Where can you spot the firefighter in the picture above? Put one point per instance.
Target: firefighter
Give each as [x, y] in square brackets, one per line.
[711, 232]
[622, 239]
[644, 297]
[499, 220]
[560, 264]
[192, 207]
════
WORK TO DO —
Rewrite the entries above, swapping each "firefighter" for "rescue worker" and leaving all other text as it is.

SOLUTION FOR THIS EXERCISE —
Where can you spot the rescue worker in the picture above? Put one point per instance.
Target: rescue worker
Give each as [x, y] in square brackets, one per line.
[711, 232]
[622, 239]
[644, 297]
[499, 220]
[560, 264]
[192, 207]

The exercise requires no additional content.